» **EXCERPT PROVIDED**
A rare disease by definition affects less than 1 in 2,000 people. However, with more than 7,000 individual rare diseases, their collective prevalence is about 1 in 17 of the general population. 50% of affected people are children, and for over 50% there is no cure or specific treatment.
In Birmingham, health services and science institutions have come together through the WMAHSN and Birmingham Health Partners to invest heavily in rare diseases translational research delivery. There will be an Open Day on 21 October to explore rare diseases and examine the support and research ongoing in the area.
12.30 - 1.30pm Lunch and registration
1.30pm Introduction and welcome: Professor Jeremy Kirk, Birmingham Health Partners
1.40pm Building translational acceleration programmes (TAPs) for research: Professor Charles Craddock
2.05pm Birmingham Life Sciences Strategy and hepatology research: Professor Gideon Hirschfield.

» **DATA PROVIDED**
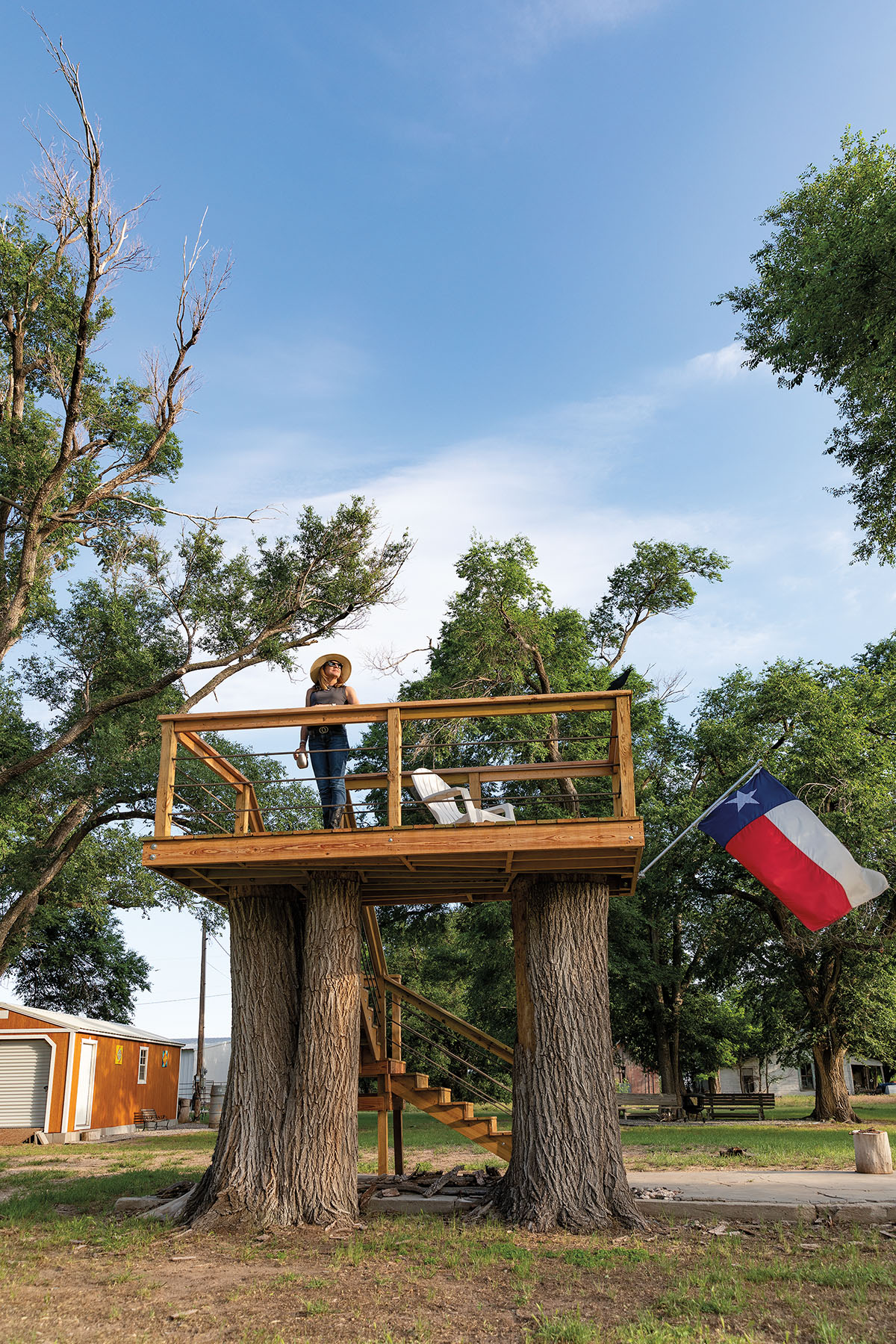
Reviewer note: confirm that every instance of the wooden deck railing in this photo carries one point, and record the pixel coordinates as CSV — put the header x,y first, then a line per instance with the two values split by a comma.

» **ACTION ITEM**
Continue the rare diseases open day announcement from its last line, keeping the same format for the program.

» **REPLY**
2.30pm NIHR Infrastructure for rare diseases and progression from drug target to repurposed therapy: Professor Tim Barrett
3.20pm Genetics in Birmingham - Regional laboratory service, clinical service and the Genomics Medicine Centre: Dr Jenny Morton, Consultant in Medical Genetics, Birmingham Women’s Hospital
3.45pm Centre for Rare Diseases at University Hospitals Birmingham NHS Foundation Trust – delivery of multidisciplinary rare disease clinics: Dr Tarek Hiwot
4.10pm Birmingham Children’s Hospital Rare Disease Centre – a world first for holistic rare diseases care: Dr Larissa Kerecuk
4.30pm From first in man to adoption in clinic: case study of enzyme replacement therapy in Morquio syndrome: Dr Sai Santra and Tarek Hiwot
4.55pm Summing up and close: Prof Jeremy Kirk.